Urteil des OLG Karlsruhe vom 11.08.2016

zulässigkeit der auslieferung, rechtliches gehör, kriminelle organisation, vollstreckung der strafe

OLG Karlsruhe Beschluß vom 11.8.2016, 1 AK 28/16
Auslieferungshaft zur Strafverfolgung in Frankreich: Vorliegen eines "Mischfalls" bei
Tathandlungen im In- und Ausland
Leitsätze
1. Die Prüfung der besonderen Zulässigkeitsvoraussetzungen des § 80 IRG hat nicht nur anhand des Inhalts des
Auslieferungsversuchens zu erfolgen, sondern deren Bestimmung ist aufgrund einer vollständigen
Berücksichtigung und Abwägung aller bekannten Umstände unter Einbeziehung vorhandener
Ermittlungsergebnisse nebst dem Sachvortrag des Verfolgten vorzunehmen.
2. Hat der deutsche Staatsangehörige neben gewichtigen eigenen Tathandlungen im Ausland auch solche im
Inland in nicht unwesentlichem Umfang begangen, ist im Zweifel von einem "Mischfall" nach § 80 Abs.2 Satz 1
Nr. 3 IRG und Satz 3 IRG auszugehen und eine Abwägung der widerstreitenden Interessen vorzunehmen.
Dabei sind insbesondere das Gewicht des Tatvorwurfs und die praktischen Erfordernisse und Möglichkeiten einer
effektiven Strafverfolgung mit den grundrechtlich geschützten Interessen des Verfolgten unter
Berücksichtigung der mit der Schaffung eines Europäischen Rechtsraums verbundenen Ziele zu gewichten und
zueinander ins Verhältnis zu setzen.
Tenor
1. Die Auslieferung des Verfolgten nach Frankreich zur Strafverfolgung aufgrund des Europäischen Haftbefehls
der Staatsanwaltschaft U. vom 01. April 2016 wird mit der Maßgabe für zulässig erklärt, dass die französischen
Justizbehörden vor Überstellung eine ausdrückliche Zu-sicherung abgeben, den Verfolgten im Falle einer
rechtskräftigen Verurteilung zu einer Freiheitsstrafe oder einer sonstigen Sanktion auf seinen Wunsch zur
Strafvollstreckung wieder in die Bundesrepublik Deutschland zurück zu überstellen.

__________________________________________________

● ZIEL DER ÜBUNG: Führen Sie den Beschluss des OLG Karlsruhe zur Auslieferung nach Frankreich nach dem letzten Satz des Tenors weiter.

● GEZEIGTES MATERIAL:

__________________________________________________

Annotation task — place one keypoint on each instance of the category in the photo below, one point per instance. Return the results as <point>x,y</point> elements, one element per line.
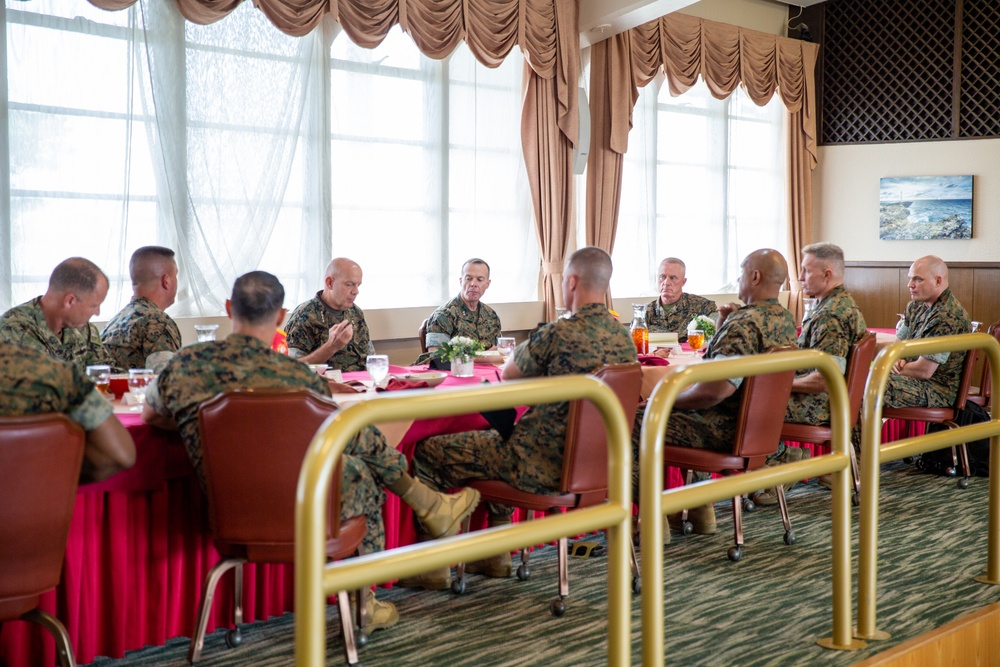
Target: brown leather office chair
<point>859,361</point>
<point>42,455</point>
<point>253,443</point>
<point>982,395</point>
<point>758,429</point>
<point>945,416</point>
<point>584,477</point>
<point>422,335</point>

__________________________________________________

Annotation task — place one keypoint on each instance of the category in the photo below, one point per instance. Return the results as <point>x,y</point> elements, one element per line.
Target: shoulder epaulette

__________________________________________________

● DAS ERGEBNIS:
2. Es wird festgestellt, dass die Entschließung der Generalstaatsanwaltschaft vom 10. Juni 2016, keine
Bewilligungshindernisse geltend machen zu wollen, rechtsfehlerfrei getroffen ist.
3. Die Auslieferungshaft hat fortzudauern (§ 26 IRG).
Gründe
I.
1 Der Verfolgte - ein deutscher Staatsangehöriger - befindet sich seit 06.04.2016 in Auslieferungshaft
aufgrund des Auslieferungshaftbefehls des Senats vom 11.04.2016. Grundlage desselben ist ein
Europäischer Haftbefehl der Staatsanwaltschaft U. vom 01.04.2016, aus welchem sich ergibt, dass gegen
den Verfolgten ein Haftbefehl der Untersuchungsrichterin beim Gericht in U. vom 01.04.2016 besteht, in
welchem gegen den Verfolgten nebst rechtlicher Würdigung folgende mit einer Höchststrafe von zehn
Jahren strafbewehrten Vorwürfe erhoben werden:
2 Wird ausgeführt
3 Der Verfolgte hat einer vereinfachten Auslieferung ohne - sachliche Einwendungen gegen die Zulässigkeit
der Auslieferung zu erheben - bei seinen richterlichen Anhörungen am 06.04.2016 und 15.04.2016 vor dem
Amtsgericht I. nicht zugestimmt, weshalb die Generalstaatsanwaltschaft am 10.06.2016 beantragt hat,
seine Auslieferung nach Frankreich im nachgesuchten Umfang für zulässig zu erklären. Zugleich hat sie
entschieden, dass nicht beabsichtigt sei, Bewilligungshindernisse nach § 83b IRG geltend zu machen. Hierzu
wurde dem Rechtsbeistand des Verfolgten rechtliches Gehör gewährt, welcher sich nicht näher geäußert
hat.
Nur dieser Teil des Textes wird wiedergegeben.